◆ TASK DESCRIPTION
Reproduce all of the records below word for word, keeping every line the same.

___ SUPPLIED ENTRIES

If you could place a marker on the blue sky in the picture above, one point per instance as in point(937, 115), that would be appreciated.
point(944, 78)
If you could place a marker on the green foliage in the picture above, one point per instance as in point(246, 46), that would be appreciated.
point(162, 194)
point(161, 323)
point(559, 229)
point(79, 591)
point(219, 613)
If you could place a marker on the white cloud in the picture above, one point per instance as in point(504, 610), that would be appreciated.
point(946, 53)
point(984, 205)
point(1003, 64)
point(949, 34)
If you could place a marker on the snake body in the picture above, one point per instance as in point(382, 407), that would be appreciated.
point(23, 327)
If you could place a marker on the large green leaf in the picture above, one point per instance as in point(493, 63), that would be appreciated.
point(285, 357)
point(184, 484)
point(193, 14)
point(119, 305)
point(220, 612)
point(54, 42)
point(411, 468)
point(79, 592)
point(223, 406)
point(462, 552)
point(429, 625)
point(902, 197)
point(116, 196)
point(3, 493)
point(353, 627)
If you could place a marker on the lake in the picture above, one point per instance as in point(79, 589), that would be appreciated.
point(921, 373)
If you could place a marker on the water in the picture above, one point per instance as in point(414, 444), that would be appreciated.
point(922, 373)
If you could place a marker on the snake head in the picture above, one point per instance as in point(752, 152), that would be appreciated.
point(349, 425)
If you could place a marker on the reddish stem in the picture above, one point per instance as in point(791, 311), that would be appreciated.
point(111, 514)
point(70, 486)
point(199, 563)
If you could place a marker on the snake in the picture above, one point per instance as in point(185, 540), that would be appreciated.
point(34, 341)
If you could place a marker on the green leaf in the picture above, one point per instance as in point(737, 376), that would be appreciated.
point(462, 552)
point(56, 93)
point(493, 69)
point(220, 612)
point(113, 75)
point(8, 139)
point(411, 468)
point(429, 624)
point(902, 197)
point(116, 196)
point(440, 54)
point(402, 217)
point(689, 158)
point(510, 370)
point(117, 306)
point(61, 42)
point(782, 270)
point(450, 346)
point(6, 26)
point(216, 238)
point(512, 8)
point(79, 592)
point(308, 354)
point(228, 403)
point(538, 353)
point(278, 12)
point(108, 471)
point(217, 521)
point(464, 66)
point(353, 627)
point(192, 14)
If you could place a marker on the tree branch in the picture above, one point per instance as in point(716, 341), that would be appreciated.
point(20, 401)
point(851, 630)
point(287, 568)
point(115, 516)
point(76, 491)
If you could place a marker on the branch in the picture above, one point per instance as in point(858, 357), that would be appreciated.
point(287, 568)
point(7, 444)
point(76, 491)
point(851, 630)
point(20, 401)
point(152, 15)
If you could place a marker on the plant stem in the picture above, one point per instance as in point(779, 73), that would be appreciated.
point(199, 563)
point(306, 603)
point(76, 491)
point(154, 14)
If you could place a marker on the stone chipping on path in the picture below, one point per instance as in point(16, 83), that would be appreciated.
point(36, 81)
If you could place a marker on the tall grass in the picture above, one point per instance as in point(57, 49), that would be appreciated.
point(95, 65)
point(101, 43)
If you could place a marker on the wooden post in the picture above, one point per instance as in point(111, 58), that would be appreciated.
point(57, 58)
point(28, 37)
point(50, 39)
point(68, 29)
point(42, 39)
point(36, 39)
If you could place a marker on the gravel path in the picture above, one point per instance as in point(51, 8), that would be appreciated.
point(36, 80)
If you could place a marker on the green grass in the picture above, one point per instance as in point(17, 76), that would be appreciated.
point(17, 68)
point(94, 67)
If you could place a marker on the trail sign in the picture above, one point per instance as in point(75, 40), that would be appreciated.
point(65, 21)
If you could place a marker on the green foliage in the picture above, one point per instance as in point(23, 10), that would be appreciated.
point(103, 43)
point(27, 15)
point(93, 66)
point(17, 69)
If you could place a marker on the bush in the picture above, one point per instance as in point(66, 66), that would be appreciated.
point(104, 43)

______

◆ SOLVED PROBLEM
If you could place a marker on the blue sky in the picture above, one point per instance as in point(937, 115), that would be appreciated.
point(944, 78)
If you could place a marker on the green foliage in the picture above, one point per instance as in point(246, 46), that would be appreciated.
point(162, 194)
point(161, 323)
point(559, 229)
point(79, 591)
point(219, 613)
If you could place a marker on the white cloud in the picture above, one point per instance as in point(504, 610), that would be appreciated.
point(946, 53)
point(984, 205)
point(1003, 64)
point(949, 34)
If you could place a marker on the snake body in the picture above, one point per instance as in point(382, 407), that would be appreciated.
point(23, 327)
If you could place a marker on the large green leaf in the picture above, one point per instance as in point(493, 63), that would be appreciated.
point(285, 357)
point(184, 484)
point(193, 14)
point(119, 305)
point(220, 612)
point(54, 42)
point(411, 468)
point(79, 592)
point(223, 406)
point(462, 552)
point(429, 625)
point(902, 197)
point(116, 196)
point(3, 493)
point(353, 627)
If you could place a marker on the lake in the picture above, one point per instance as in point(79, 589), that would be appreciated.
point(921, 373)
If you could place a marker on the water in the picture above, one point per instance as in point(414, 444), that would be appreciated.
point(922, 373)
If you could place a marker on the snake head in the picture above, one point per instance as in point(752, 152), that would be appreciated.
point(349, 425)
If you could place a marker on the reddish stem in the picture above, one point per instance as in point(791, 311), that would be appreciated.
point(111, 514)
point(70, 486)
point(199, 563)
If you could place a marker on the snake in the picture above, one point per instance as in point(185, 540), that would be appreciated.
point(34, 341)
If you could place a marker on the green leaf in the picture above, one point per instance as in point(737, 376), that would be appreciated.
point(462, 552)
point(56, 93)
point(493, 69)
point(220, 612)
point(113, 75)
point(8, 139)
point(411, 468)
point(429, 624)
point(902, 197)
point(116, 196)
point(440, 54)
point(402, 217)
point(689, 158)
point(510, 370)
point(117, 306)
point(61, 42)
point(782, 270)
point(450, 346)
point(6, 26)
point(216, 238)
point(512, 8)
point(79, 592)
point(308, 354)
point(228, 403)
point(538, 353)
point(278, 12)
point(108, 471)
point(217, 521)
point(464, 66)
point(353, 627)
point(192, 14)
If you could place a marker on the tree branch in the picture above, one point per instance as in point(716, 341), that would be appreciated.
point(20, 401)
point(851, 630)
point(287, 568)
point(115, 516)
point(76, 491)
If you could place a marker on the branch in the picture above, one point per instance as in point(858, 357), that would be appreciated.
point(287, 568)
point(7, 444)
point(76, 491)
point(851, 630)
point(20, 401)
point(152, 15)
If you could place a marker on the plant stem in the picture above, one point per instance as in point(779, 73), that would be appreciated.
point(199, 563)
point(306, 603)
point(76, 491)
point(154, 14)
If you could place a marker on the stone chipping on path in the picture below, one point per instance as in point(16, 83), that would be appreciated.
point(36, 81)
If you could place a marker on the tall grass in the picture above, one point per instance as in point(57, 49), that would be appreciated.
point(95, 65)
point(101, 43)
If you could place a marker on the wooden post in the picture above, one point per instance as in point(111, 58), that would be appreciated.
point(57, 58)
point(28, 37)
point(50, 39)
point(68, 29)
point(42, 39)
point(36, 39)
If you could place a marker on the gravel path in the picture above, one point per instance as in point(51, 8), that would be appreciated.
point(36, 80)
If you could place a marker on the green grass in the picture above, one point per instance as in point(17, 76), that would be appreciated.
point(17, 68)
point(94, 67)
If you could place a marker on the trail sign in the picture above, one point per instance as in point(75, 40), that would be appreciated.
point(65, 21)
If you could place a marker on the green foliage in the picture above, one point per instance as in point(23, 10), that would be appreciated.
point(103, 43)
point(27, 15)
point(93, 66)
point(17, 69)
If you could place a marker on the bush in the picture above, one point per instance as in point(66, 66), that would be appreciated.
point(104, 43)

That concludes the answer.